Transcribe all of the data exactly, leaving nothing out.

(Data entries)
Start of Block

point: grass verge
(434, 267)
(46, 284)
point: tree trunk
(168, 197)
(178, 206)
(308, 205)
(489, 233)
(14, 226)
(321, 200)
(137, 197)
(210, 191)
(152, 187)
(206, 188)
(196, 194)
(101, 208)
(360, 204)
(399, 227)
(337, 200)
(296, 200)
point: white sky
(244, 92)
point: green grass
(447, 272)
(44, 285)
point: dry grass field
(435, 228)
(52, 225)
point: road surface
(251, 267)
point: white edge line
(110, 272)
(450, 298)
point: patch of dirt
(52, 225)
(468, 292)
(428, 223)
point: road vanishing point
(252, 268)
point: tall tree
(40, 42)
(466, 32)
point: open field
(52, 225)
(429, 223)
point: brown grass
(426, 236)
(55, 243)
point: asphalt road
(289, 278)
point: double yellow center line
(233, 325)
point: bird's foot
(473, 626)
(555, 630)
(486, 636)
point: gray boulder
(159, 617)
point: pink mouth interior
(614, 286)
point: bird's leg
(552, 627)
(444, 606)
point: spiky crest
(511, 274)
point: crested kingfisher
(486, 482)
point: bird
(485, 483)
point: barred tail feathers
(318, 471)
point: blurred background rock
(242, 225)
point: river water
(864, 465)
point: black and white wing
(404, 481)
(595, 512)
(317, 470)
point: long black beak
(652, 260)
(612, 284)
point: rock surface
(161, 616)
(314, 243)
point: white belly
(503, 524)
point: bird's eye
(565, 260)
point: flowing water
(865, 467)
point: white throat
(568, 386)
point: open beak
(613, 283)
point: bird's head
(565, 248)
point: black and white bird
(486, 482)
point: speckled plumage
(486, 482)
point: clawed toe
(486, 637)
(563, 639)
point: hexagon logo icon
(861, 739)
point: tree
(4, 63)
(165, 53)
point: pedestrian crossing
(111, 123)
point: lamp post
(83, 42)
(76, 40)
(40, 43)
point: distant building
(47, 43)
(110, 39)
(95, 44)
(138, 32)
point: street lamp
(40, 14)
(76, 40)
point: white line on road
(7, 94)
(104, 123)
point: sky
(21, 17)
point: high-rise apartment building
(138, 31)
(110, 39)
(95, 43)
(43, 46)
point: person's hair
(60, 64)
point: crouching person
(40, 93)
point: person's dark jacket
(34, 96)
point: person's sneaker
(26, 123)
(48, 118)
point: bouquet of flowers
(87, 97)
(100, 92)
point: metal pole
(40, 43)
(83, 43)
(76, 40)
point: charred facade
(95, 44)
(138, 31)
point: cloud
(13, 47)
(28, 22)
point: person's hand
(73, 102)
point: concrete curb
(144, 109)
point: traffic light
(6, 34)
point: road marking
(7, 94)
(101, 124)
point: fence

End of Block

→ **RESULT OF THE EXERCISE**:
point: grass verge
(434, 267)
(46, 284)
point: tree trunk
(168, 197)
(178, 206)
(308, 205)
(489, 233)
(14, 226)
(321, 200)
(137, 197)
(210, 191)
(152, 187)
(206, 188)
(196, 194)
(101, 208)
(360, 204)
(399, 227)
(337, 200)
(296, 200)
point: white sky
(244, 92)
point: green grass
(447, 272)
(44, 285)
point: dry grass field
(435, 228)
(52, 225)
point: road surface
(251, 267)
point: white edge line
(110, 272)
(450, 298)
point: patch of dirt
(52, 225)
(468, 292)
(428, 223)
point: road vanishing point
(252, 268)
point: tall tree
(40, 42)
(466, 32)
point: open field
(52, 225)
(429, 223)
point: brown grass
(426, 236)
(55, 243)
point: asphalt road
(289, 278)
point: double yellow center line
(233, 325)
point: bird's foot
(473, 626)
(555, 630)
(486, 636)
point: gray boulder
(159, 617)
point: pink mouth interior
(614, 286)
point: bird's leg
(552, 627)
(444, 606)
point: spiky crest
(511, 274)
point: crested kingfisher
(486, 482)
point: bird
(485, 483)
point: barred tail feathers
(318, 471)
point: blurred background rock
(242, 225)
point: river water
(864, 465)
point: black and white wing
(404, 481)
(595, 512)
(317, 470)
point: long black beak
(652, 260)
(612, 284)
point: rock surface
(161, 616)
(314, 243)
point: white belly
(503, 524)
point: bird's eye
(565, 260)
point: flowing water
(865, 467)
point: white throat
(568, 386)
point: open beak
(613, 283)
point: bird's head
(565, 248)
point: black and white bird
(486, 482)
point: speckled plumage
(486, 482)
point: clawed toe
(486, 637)
(563, 639)
point: hexagon logo icon
(861, 739)
point: tree
(4, 63)
(165, 53)
point: pedestrian crossing
(111, 123)
point: lamp post
(83, 42)
(76, 40)
(40, 43)
point: distant building
(47, 43)
(110, 39)
(95, 44)
(138, 32)
point: street lamp
(40, 14)
(76, 40)
point: white line on road
(7, 94)
(104, 123)
point: sky
(21, 17)
point: high-rise apartment building
(138, 31)
(110, 39)
(95, 43)
(43, 46)
point: person's hair
(60, 64)
point: crouching person
(40, 93)
point: person's dark jacket
(34, 96)
point: person's sneaker
(26, 123)
(48, 118)
point: bouquet of flowers
(87, 97)
(100, 92)
point: metal pole
(40, 43)
(83, 43)
(76, 40)
point: charred facade
(95, 44)
(138, 31)
point: cloud
(13, 47)
(28, 22)
point: person's hand
(73, 102)
point: concrete curb
(144, 109)
point: traffic light
(6, 34)
point: road marking
(7, 94)
(101, 124)
point: fence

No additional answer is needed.